-- Assignment --
Change "rough mask" to "coarse mask" in the entries from the very start through the line containing "box: [28, 747, 1592, 1067]", inclusive. Give back only those lines and leave everything else in them unchanged.

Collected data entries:
━━━━
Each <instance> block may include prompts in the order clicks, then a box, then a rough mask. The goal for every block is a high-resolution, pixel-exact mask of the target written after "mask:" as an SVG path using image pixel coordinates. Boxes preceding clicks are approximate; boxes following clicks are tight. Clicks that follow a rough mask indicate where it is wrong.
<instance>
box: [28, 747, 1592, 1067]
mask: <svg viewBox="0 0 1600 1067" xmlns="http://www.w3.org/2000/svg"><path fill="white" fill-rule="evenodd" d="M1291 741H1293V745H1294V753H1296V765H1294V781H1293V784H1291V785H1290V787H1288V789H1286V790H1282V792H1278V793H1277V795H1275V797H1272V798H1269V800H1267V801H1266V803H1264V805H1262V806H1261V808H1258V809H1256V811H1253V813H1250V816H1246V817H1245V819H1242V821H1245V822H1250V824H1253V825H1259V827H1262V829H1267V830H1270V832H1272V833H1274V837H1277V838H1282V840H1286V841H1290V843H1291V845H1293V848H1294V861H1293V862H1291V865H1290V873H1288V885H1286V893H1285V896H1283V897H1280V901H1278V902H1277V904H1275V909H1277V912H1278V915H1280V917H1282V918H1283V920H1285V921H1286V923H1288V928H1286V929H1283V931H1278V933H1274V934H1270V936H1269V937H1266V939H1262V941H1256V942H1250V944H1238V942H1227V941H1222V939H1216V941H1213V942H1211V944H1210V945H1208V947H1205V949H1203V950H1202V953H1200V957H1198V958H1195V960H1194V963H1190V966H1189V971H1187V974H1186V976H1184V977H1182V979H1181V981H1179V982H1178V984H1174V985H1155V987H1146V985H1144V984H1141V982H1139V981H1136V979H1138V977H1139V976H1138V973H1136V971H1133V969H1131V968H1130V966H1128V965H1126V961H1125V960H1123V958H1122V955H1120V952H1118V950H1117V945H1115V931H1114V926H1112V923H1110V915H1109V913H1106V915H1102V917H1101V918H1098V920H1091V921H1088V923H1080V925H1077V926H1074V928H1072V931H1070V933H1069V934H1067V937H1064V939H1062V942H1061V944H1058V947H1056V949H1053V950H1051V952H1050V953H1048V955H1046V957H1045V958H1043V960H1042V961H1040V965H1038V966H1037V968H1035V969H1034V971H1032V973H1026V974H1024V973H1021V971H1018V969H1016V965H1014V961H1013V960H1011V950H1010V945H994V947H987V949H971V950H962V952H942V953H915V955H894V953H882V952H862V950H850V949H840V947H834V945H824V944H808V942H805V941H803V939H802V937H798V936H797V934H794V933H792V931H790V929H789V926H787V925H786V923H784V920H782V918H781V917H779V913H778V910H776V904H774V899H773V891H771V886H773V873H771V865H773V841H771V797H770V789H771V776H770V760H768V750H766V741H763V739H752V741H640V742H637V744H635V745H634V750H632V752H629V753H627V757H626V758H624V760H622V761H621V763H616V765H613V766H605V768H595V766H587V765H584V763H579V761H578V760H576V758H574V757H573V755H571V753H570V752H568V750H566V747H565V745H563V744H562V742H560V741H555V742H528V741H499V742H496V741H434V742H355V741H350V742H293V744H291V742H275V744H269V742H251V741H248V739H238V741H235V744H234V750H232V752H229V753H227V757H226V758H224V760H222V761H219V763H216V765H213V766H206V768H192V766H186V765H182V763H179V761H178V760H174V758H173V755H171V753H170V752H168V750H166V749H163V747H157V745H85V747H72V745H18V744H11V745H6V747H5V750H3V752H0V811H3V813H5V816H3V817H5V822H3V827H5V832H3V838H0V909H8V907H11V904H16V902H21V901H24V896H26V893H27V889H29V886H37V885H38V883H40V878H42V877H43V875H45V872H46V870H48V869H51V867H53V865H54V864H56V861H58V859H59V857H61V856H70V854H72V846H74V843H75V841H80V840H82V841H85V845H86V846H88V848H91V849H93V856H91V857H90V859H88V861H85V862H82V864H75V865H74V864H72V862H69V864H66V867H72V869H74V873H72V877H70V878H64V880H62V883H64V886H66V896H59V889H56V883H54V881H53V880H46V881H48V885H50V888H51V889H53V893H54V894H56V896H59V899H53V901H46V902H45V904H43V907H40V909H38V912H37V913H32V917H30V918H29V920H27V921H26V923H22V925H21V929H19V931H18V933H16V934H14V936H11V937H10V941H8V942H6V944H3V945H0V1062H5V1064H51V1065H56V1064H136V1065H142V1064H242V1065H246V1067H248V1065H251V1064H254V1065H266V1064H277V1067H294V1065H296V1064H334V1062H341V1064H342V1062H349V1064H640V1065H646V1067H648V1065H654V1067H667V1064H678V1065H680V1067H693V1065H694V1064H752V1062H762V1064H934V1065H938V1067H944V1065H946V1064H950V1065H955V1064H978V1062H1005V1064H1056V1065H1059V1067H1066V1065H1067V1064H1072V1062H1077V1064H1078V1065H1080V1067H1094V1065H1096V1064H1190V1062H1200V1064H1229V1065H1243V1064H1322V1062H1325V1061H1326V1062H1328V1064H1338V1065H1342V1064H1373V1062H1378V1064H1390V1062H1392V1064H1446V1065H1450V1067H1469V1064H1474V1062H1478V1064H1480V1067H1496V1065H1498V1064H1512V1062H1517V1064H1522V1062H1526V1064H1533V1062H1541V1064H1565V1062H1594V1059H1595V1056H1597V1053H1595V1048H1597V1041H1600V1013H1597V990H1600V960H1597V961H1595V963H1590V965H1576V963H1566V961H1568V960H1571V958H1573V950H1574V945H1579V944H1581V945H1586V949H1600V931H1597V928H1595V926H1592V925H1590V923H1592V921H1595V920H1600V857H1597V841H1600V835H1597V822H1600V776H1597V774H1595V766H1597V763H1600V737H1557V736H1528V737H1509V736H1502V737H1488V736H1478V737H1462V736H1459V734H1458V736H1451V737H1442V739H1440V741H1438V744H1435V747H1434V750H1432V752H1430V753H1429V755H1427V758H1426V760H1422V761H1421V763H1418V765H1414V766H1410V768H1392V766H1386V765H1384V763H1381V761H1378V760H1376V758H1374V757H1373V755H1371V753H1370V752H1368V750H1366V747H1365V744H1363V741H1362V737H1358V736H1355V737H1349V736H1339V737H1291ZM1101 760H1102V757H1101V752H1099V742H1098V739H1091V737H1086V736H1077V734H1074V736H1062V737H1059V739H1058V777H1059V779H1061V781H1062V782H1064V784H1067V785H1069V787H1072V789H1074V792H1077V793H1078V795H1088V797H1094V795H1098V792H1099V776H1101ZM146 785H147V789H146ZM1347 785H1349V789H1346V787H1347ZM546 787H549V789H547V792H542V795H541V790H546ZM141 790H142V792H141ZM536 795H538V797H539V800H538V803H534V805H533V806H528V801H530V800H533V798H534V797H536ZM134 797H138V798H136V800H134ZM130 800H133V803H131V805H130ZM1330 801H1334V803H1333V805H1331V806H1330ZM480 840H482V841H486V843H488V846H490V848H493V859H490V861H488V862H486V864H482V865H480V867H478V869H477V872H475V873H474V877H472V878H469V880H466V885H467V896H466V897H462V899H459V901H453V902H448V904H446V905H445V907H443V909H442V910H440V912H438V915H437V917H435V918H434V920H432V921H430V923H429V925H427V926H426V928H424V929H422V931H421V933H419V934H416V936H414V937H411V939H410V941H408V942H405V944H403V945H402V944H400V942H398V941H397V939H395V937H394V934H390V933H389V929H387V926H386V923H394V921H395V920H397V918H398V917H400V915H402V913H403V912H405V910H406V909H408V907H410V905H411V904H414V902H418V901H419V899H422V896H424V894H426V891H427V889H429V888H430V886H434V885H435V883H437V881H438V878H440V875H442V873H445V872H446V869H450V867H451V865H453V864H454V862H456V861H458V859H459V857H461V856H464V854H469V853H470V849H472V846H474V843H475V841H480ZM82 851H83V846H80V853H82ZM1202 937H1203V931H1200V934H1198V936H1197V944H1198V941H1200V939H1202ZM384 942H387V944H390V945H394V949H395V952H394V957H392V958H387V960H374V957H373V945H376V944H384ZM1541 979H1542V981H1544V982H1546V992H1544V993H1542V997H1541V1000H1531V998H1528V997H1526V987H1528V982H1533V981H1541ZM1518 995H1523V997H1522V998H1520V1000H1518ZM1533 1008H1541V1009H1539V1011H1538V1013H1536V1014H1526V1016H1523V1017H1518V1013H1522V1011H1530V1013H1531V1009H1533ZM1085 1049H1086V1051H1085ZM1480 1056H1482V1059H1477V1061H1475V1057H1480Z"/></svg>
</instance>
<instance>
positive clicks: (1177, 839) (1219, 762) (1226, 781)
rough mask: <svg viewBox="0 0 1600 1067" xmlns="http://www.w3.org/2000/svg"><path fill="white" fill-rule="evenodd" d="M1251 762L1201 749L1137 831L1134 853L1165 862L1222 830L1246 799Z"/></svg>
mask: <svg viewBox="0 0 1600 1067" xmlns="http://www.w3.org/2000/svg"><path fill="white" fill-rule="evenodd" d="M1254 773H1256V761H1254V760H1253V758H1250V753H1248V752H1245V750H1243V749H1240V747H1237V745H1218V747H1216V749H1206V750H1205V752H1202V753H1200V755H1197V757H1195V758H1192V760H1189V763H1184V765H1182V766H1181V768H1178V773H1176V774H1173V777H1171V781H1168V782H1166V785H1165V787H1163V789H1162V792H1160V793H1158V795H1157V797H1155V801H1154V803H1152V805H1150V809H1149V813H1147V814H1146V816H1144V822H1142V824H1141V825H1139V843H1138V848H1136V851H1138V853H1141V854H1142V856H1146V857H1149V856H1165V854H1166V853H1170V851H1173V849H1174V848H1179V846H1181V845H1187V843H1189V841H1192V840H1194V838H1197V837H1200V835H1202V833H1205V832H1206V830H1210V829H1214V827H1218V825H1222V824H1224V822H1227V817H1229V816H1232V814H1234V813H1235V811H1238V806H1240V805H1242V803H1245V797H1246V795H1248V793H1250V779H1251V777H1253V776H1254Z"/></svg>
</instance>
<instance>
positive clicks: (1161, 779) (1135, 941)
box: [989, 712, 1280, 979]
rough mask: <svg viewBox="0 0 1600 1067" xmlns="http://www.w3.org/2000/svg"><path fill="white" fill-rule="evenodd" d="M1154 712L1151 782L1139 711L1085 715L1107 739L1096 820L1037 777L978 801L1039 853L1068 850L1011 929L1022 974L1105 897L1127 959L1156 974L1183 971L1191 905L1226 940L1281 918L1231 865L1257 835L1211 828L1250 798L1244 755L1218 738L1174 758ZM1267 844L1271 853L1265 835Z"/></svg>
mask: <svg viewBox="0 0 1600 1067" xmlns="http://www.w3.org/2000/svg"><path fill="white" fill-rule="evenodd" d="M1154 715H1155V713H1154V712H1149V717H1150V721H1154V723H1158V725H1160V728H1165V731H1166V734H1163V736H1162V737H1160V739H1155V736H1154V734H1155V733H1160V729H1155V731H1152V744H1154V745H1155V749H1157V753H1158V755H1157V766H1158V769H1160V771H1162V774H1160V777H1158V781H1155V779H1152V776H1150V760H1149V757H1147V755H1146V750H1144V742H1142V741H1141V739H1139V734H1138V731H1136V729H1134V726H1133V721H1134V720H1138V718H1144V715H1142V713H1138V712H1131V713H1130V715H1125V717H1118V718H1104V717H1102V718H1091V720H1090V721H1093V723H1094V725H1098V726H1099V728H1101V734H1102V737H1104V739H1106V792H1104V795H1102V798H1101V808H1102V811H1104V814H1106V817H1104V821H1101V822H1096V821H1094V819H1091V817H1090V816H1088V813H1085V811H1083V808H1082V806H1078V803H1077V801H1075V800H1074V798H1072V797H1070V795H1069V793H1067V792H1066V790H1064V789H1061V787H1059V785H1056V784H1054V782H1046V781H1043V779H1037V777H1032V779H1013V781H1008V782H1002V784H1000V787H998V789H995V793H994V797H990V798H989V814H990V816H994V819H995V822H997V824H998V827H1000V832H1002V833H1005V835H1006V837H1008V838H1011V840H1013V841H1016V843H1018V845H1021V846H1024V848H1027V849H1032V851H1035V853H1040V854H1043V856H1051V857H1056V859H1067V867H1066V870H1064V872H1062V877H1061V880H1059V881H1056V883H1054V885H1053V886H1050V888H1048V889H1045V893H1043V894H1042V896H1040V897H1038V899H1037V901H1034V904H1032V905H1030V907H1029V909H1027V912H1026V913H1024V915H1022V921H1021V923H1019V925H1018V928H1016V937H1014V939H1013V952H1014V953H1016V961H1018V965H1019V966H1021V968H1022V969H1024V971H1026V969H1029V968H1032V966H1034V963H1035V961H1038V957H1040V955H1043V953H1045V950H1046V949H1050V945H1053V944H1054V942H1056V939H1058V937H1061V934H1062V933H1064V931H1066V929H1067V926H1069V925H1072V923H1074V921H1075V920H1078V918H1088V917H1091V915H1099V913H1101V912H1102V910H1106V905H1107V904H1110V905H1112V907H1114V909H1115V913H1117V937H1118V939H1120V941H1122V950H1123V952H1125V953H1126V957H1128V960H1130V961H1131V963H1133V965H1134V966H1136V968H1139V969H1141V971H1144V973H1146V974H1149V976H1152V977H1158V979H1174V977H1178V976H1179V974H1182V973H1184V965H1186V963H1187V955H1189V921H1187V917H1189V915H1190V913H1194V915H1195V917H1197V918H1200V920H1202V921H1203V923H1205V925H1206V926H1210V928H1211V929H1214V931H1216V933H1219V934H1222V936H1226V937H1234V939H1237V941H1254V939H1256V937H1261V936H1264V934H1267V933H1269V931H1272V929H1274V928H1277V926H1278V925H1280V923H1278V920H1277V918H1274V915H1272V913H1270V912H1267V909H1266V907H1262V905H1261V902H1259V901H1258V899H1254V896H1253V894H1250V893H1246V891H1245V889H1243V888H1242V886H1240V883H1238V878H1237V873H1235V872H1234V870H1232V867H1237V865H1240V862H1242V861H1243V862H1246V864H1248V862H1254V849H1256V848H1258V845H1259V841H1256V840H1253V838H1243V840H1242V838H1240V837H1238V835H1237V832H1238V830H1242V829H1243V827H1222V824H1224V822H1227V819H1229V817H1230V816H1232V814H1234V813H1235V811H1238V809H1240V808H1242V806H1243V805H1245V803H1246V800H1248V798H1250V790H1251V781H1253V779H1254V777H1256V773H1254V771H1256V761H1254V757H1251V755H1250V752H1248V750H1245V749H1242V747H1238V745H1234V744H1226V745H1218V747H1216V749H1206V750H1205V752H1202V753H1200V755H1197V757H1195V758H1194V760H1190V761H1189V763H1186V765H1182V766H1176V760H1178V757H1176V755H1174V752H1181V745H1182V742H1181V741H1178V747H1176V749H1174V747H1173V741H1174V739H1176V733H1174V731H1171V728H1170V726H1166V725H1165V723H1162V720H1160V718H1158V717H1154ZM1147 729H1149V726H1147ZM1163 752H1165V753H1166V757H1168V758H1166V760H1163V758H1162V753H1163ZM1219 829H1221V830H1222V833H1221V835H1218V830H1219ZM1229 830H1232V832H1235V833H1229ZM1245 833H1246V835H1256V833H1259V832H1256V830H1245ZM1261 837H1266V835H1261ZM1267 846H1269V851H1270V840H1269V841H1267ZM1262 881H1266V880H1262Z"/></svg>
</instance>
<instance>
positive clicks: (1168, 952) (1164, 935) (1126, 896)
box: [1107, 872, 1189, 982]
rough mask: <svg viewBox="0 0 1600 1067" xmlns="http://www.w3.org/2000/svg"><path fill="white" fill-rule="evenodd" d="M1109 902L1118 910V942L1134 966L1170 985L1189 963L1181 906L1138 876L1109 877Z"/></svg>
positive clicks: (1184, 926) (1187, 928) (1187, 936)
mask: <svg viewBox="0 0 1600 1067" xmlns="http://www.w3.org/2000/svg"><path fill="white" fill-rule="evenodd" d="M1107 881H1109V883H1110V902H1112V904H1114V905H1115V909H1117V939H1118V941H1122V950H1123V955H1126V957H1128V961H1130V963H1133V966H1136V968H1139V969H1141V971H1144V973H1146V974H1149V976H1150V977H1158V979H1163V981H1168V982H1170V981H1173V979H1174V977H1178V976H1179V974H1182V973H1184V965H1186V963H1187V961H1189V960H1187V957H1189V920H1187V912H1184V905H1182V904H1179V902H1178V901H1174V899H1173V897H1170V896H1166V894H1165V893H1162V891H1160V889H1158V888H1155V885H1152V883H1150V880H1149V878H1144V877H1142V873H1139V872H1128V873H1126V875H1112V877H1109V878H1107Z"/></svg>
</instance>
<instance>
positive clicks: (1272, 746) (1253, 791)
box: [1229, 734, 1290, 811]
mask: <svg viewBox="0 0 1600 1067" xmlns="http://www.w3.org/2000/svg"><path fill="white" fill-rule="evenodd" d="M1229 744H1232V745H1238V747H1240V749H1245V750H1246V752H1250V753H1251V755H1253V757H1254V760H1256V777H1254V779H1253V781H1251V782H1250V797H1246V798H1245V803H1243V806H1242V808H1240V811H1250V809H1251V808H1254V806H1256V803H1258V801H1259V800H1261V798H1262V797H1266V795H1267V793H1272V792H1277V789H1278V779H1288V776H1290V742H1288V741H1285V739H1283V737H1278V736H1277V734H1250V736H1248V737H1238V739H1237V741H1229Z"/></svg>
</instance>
━━━━
-- Result of the exercise --
Each <instance> block may include prompts in the order clicks, then a box, then a coarse mask. The goal for every block is a high-resolution, pixel-exact mask of the target written after "mask:" as an SVG path using image pixel coordinates. Boxes preceding clicks are approximate; boxes following clicks are tight. Clicks that follow a coarse mask indicate where it is wrong.
<instance>
box: [28, 747, 1592, 1067]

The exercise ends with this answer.